**Task statement:** List every line in the items below that contains the string "Query", and copy each of those lines in full.
--- START OF Dataset ---
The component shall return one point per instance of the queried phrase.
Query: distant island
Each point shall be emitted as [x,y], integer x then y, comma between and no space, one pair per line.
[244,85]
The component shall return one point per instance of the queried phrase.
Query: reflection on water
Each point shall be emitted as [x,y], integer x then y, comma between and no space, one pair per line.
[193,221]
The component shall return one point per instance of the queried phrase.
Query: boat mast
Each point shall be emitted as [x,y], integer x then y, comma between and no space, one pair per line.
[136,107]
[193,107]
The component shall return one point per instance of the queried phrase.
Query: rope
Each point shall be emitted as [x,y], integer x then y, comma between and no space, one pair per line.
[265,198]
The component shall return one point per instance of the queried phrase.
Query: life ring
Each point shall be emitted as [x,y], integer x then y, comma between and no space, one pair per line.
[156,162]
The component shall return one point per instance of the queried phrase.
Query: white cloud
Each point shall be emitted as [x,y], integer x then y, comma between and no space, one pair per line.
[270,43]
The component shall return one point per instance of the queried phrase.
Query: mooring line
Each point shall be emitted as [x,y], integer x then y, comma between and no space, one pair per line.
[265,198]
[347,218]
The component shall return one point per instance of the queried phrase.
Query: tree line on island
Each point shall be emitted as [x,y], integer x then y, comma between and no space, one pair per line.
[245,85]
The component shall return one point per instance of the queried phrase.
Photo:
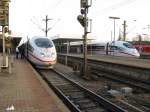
--- END OF Dataset ---
**Finished exercise:**
Query: distant island
Query: reflection on water
Query: boat mast
Query: rope
Query: life ring
Query: white cloud
Query: mooring line
Query: tree line on island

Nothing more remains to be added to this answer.